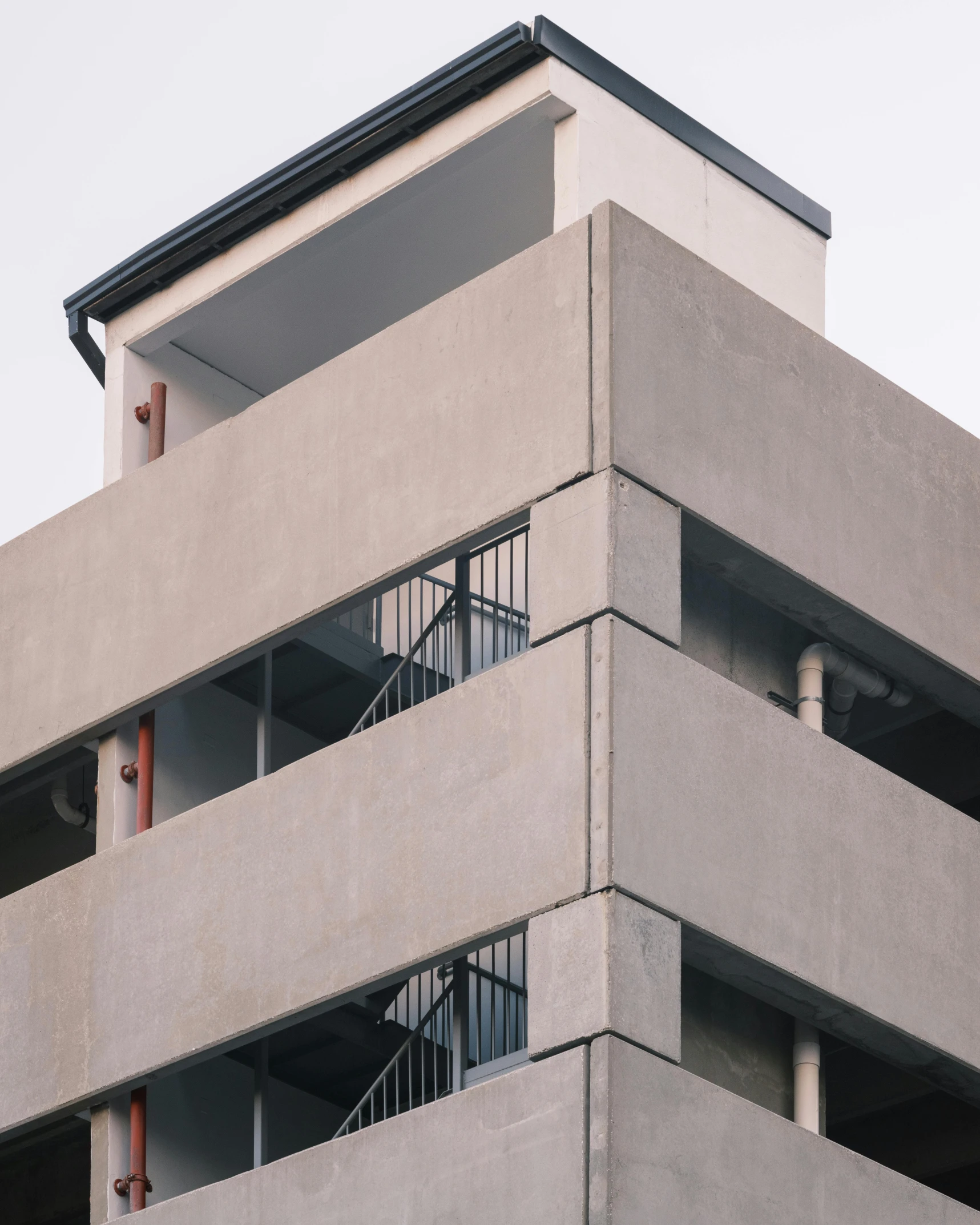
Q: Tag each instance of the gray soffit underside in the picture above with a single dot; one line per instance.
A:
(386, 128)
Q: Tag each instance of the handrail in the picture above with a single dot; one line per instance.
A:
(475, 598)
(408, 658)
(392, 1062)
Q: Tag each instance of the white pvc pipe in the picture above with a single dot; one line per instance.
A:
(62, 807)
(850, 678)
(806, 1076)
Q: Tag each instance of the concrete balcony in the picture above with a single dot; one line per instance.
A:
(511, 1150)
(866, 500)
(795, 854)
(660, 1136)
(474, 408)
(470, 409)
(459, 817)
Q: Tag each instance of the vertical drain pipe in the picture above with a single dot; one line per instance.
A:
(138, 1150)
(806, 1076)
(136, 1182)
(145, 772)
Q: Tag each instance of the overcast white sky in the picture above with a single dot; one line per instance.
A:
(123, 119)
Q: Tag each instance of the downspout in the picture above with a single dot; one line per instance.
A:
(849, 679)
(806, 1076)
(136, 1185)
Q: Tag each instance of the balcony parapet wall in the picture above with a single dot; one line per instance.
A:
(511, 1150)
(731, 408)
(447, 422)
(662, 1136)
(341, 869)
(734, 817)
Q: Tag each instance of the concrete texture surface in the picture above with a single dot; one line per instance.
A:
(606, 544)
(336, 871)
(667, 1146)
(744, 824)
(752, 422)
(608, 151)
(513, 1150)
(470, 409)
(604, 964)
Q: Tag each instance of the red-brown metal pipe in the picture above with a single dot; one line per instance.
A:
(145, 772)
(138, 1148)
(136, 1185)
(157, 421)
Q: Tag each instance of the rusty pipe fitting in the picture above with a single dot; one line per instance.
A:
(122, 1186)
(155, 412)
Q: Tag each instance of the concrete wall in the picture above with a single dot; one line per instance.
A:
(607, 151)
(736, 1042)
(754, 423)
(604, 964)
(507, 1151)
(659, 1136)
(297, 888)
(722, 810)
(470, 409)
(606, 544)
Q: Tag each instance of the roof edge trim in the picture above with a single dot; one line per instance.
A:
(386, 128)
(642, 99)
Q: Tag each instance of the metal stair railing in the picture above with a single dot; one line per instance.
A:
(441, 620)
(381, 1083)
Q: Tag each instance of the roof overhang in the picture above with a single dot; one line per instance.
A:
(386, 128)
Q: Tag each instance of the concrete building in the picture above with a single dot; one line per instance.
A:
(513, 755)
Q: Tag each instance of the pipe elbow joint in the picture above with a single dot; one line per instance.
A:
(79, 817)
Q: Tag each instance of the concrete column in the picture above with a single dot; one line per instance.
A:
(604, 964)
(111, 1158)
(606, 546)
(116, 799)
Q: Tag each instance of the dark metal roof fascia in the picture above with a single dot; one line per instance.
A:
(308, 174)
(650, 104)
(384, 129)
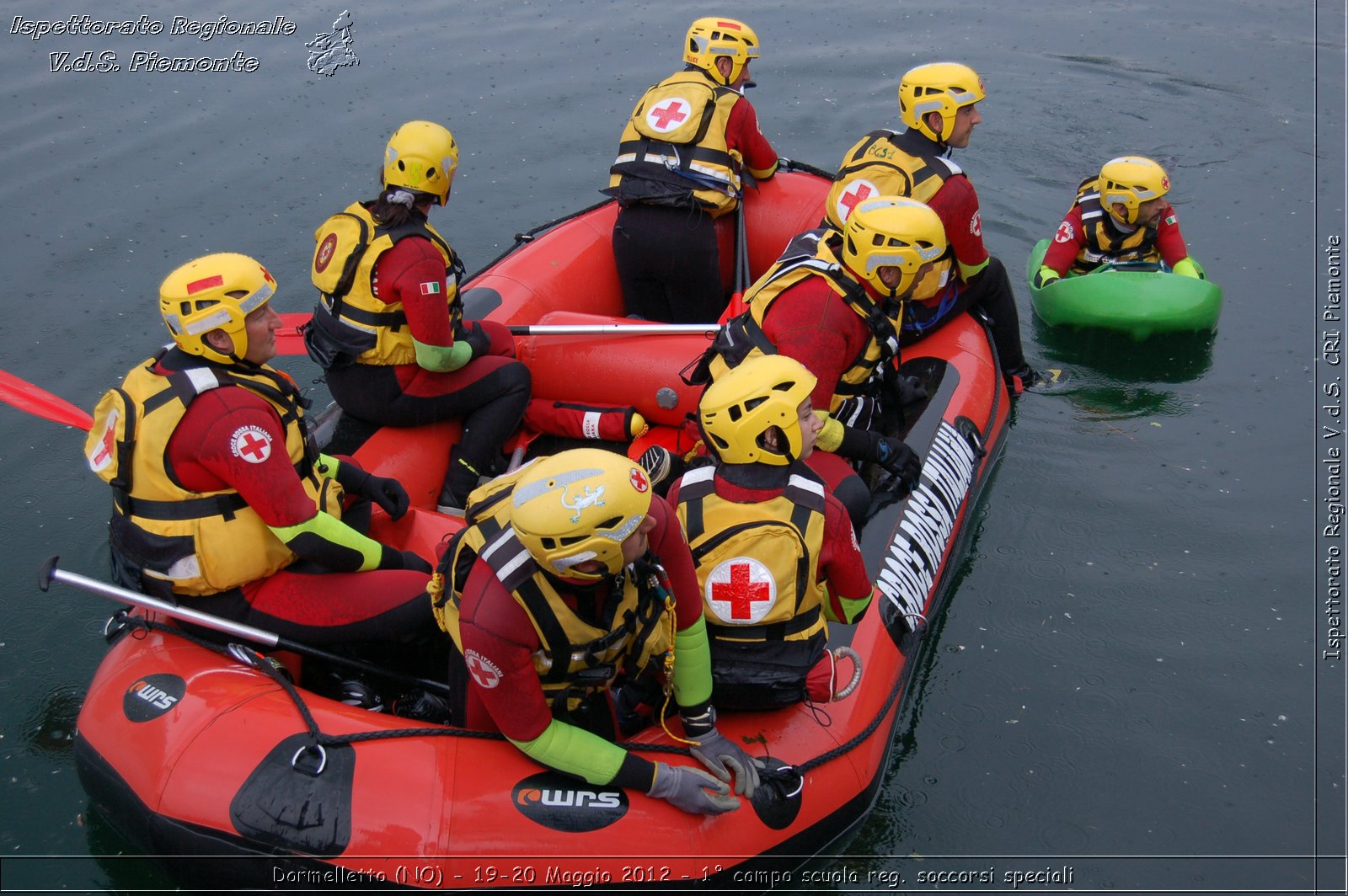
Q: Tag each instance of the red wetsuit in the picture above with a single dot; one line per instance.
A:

________________________

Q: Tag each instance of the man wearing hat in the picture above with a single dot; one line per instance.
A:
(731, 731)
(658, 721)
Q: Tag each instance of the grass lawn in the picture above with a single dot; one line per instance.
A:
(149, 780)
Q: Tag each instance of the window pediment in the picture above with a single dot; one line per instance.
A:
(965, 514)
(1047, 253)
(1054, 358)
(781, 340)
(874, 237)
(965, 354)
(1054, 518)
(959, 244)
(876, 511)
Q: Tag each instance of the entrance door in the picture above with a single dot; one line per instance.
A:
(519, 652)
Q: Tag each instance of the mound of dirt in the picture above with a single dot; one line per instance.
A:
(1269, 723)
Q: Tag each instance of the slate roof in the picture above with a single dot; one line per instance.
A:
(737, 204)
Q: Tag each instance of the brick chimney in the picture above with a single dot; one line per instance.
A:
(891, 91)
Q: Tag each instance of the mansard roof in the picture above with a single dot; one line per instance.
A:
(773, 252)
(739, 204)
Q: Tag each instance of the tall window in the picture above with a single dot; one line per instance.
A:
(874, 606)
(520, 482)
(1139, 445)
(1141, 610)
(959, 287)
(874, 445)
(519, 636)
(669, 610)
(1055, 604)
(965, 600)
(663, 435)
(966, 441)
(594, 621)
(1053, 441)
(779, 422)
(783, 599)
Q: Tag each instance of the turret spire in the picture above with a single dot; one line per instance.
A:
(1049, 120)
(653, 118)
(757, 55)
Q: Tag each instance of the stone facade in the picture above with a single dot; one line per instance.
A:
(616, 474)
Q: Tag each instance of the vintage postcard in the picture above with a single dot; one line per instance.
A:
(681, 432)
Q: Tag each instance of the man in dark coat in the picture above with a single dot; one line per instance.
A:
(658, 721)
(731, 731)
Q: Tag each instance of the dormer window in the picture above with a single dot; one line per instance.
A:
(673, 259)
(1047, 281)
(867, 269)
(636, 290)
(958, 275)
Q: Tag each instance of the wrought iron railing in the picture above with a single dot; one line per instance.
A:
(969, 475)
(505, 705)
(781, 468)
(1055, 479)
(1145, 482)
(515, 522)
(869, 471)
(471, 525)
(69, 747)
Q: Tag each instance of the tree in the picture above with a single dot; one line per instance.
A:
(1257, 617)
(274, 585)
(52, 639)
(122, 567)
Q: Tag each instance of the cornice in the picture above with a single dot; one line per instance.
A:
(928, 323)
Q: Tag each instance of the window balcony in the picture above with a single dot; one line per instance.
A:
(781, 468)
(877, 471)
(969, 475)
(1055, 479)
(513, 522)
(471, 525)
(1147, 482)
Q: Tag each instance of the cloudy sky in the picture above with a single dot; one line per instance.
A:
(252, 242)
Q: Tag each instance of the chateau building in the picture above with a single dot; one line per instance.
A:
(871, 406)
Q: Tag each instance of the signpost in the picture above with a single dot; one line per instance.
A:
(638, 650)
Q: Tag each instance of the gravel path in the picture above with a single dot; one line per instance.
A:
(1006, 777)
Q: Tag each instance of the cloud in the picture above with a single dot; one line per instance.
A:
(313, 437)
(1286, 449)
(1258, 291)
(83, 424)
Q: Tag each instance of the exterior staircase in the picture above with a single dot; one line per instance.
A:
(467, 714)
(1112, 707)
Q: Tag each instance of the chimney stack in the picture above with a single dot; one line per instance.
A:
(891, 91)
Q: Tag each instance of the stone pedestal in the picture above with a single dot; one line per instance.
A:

________________________

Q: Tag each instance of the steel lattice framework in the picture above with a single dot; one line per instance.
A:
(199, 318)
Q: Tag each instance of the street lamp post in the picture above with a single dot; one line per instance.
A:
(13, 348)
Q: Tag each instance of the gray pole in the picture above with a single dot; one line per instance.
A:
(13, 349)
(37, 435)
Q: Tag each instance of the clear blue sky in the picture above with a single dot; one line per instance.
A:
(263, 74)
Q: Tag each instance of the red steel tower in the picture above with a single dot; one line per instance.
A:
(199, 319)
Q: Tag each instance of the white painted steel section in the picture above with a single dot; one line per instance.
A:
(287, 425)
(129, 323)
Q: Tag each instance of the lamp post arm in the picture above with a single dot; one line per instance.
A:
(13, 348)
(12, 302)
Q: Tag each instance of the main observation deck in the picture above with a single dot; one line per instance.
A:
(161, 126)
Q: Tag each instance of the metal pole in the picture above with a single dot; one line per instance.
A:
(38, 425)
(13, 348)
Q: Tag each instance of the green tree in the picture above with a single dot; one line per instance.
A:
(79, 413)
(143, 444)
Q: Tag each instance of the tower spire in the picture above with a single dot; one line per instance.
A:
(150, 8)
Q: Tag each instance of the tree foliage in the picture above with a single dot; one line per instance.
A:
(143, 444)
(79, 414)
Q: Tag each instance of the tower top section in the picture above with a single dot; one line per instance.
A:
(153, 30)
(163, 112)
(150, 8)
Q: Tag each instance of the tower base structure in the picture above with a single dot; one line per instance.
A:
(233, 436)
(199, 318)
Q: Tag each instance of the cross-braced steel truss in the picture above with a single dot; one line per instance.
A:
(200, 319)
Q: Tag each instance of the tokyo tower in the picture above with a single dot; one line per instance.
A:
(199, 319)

________________________

The problem |
Pick out every line in the items above that contains the word "spire" and copy each one in full. Match case exactly.

Task output |
Q: Tag each instance of the turret spire in the picture above with a single dot; one line per instance.
Q: Tag each instance of the tower spire in the picture above with a single dot; one line per instance.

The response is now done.